En esta charla, quisiera abordar la crisis contemporánea del matrimonio y la familia, y, en general, de la visión cristiana de la sexualidad humana. De hecho, es cada vez más evidente que el deprecio de la indisolubilidad de la alianza matrimonial, y el rechazo generalizado de una ética sexual responsable y madura basada en la práctica de la castidad, han dado lugar a graves problemas sociales que acarrean un inmenso costo humano y económico.
Una mención especial debe hacerse a las poderosas corrientes políticas y culturales que buscan modificar la definición legal del matrimonio. Los concienzudos esfuerzos de la Iglesia para resistir esta presión requieren una defensa razonada del matrimonio como institución natural, que consiste en la comunión específica de personas, esencialmente enraizada en la complementariedad de los sexos y orientada a la procreación. Las diferencias sexuales no pueden descartarse como irrelevantes para la definición de matrimonio. La defensa de la institución del matrimonio como una realidad social es, en última instancia, una cuestión de justicia, ya que implica salvaguardar el bien de toda la comunidad humana y los derechos de los padres y de los niños por igual.
En nuestras conversaciones, habéis señalado con preocupación las dificultades crecientes al comunicar la enseñanza de la Iglesia sobre el matrimonio y la familia en su integridad, y la disminución en el número de jóvenes que se acercan al sacramento del matrimonio. Ciertamente, debemos reconocer las deficiencias en la catequesis de las últimas décadas, que en algunas ocasiones no han logrado comunicar el rico patrimonio de la doctrina católica sobre el matrimonio como institución natural, elevada por Cristo a la dignidad de sacramento, la vocación de los esposos cristianos en la sociedad y en la Iglesia, y la práctica de la castidad conyugal. A nivel práctico, los programas de preparación para el matrimonio deben ser revisados cuidadosamente. En este contexto, no podemos olvidar el grave problema pastoral que presenta la práctica generalizada de la cohabitación, a menudo por parejas que parecen no darse cuenta de que es un pecado grave, por no mencionar sus perjuicios para la estabilidad de la sociedad.

(Entradas de un conjunto de datos para señalar)
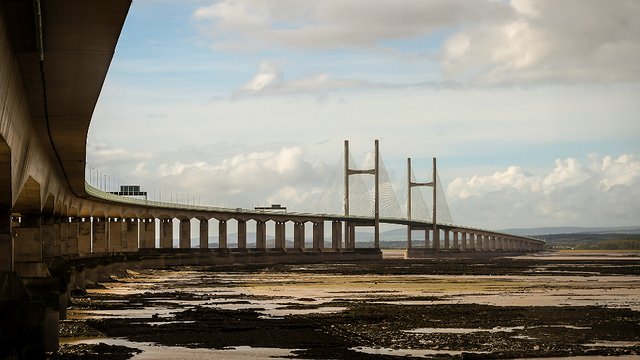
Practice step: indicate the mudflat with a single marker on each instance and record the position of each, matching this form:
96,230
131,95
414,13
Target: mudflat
560,304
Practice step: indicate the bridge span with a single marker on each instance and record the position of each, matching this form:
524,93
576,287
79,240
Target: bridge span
57,232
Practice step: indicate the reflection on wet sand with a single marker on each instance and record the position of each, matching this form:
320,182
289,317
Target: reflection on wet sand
394,308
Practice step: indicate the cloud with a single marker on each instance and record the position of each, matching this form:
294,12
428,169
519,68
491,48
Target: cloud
604,191
242,180
550,41
488,43
269,81
332,24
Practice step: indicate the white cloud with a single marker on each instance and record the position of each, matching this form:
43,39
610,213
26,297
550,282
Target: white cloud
268,81
604,192
550,42
332,24
488,42
242,180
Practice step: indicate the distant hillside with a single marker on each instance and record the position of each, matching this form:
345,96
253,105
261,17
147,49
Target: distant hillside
602,241
572,230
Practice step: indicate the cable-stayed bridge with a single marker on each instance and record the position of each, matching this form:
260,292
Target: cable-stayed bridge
58,232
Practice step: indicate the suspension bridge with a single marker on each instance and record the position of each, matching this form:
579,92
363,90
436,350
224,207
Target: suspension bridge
57,232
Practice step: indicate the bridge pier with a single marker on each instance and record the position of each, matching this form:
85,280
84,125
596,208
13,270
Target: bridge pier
166,233
204,233
185,233
6,243
280,242
242,234
471,241
115,235
222,234
84,236
47,234
148,233
72,236
298,235
61,229
318,235
130,229
99,225
261,235
336,235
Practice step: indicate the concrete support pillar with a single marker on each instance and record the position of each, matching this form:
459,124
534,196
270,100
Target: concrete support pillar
318,235
352,235
204,234
426,238
61,228
242,234
479,241
298,235
6,242
166,233
99,245
261,235
185,234
72,236
115,235
28,239
55,238
148,234
47,236
130,231
84,236
280,242
336,235
222,234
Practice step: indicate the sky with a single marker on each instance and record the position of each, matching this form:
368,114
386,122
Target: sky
531,107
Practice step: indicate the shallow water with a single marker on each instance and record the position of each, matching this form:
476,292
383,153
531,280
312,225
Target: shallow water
276,294
151,351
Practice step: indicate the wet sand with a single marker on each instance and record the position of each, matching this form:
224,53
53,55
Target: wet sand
564,304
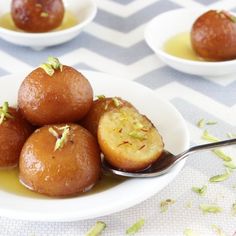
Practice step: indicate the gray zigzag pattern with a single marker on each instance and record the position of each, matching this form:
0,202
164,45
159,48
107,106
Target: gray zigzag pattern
123,2
109,50
165,75
127,24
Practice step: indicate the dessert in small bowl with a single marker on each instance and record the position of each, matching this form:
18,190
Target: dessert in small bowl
76,15
184,40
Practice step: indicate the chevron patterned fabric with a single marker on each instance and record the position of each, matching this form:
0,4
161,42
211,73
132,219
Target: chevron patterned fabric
114,43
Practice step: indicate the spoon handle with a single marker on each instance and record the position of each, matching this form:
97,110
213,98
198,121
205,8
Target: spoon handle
206,147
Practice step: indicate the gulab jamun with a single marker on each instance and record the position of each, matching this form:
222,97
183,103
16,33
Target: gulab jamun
99,107
60,160
128,139
54,94
14,130
37,15
213,36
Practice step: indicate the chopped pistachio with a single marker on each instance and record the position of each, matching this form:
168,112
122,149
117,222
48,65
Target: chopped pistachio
218,230
201,191
208,137
53,132
201,123
137,135
4,114
101,97
190,232
116,101
96,229
135,227
208,208
221,177
230,164
47,68
222,155
55,63
44,14
234,209
61,141
164,205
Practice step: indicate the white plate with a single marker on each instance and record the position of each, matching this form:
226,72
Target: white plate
84,11
169,24
126,194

- Tarea breve 1
Reproduce sin cambios las líneas de los registros, empezando por la que contiene "Practice step: indicate the spoon" y terminando con la última línea de los registros, ambas incluidas.
- Tarea breve 2
Sigue escribiendo el texto sobre el matrimonio y la familia a partir de donde termina.
Estos registros no tienen nada que ver con el texto.

- Resultado 1
Practice step: indicate the spoon handle with a single marker on each instance and record the position of each, matching this form:
97,110
213,98
198,121
205,8
Target: spoon handle
206,147
Practice step: indicate the gulab jamun with a single marker on each instance and record the position of each, matching this form:
222,97
183,103
16,33
Target: gulab jamun
99,107
60,160
128,139
54,94
14,130
37,15
213,36
Practice step: indicate the chopped pistachio with a single marker on each instance and record the position of each, matching this form:
168,112
122,149
117,222
48,65
Target: chopped pistachio
218,230
201,191
208,137
53,132
201,123
137,135
4,114
101,97
190,232
116,101
96,229
135,227
208,208
221,177
230,164
47,68
222,155
55,63
44,14
234,209
61,141
164,205
Practice step: indicate the white plate with a single marker on each instance and record the position of each, matching this form:
226,72
Target: white plate
84,11
169,24
126,194

- Resultado 2
Hay una necesidad urgente de que toda la comunidad cristiana recupere el aprecio de la virtud de la castidad. No es simplemente una cuestión de presentar argumentos, sino de apelar a una visión integral, coherente y estimulante de la sexualidad humana. La riqueza de esta visión es más sólida y atractiva que la de las ideologías permisivas exaltadas en algunos sectores que, de hecho, constituye una forma poderosa y destructiva de anti-catequesis para los jóvenes. La castidad, como enseña el catecismo, «implica un aprendizaje del dominio de sí, que es una pedagogía de la libertad humana».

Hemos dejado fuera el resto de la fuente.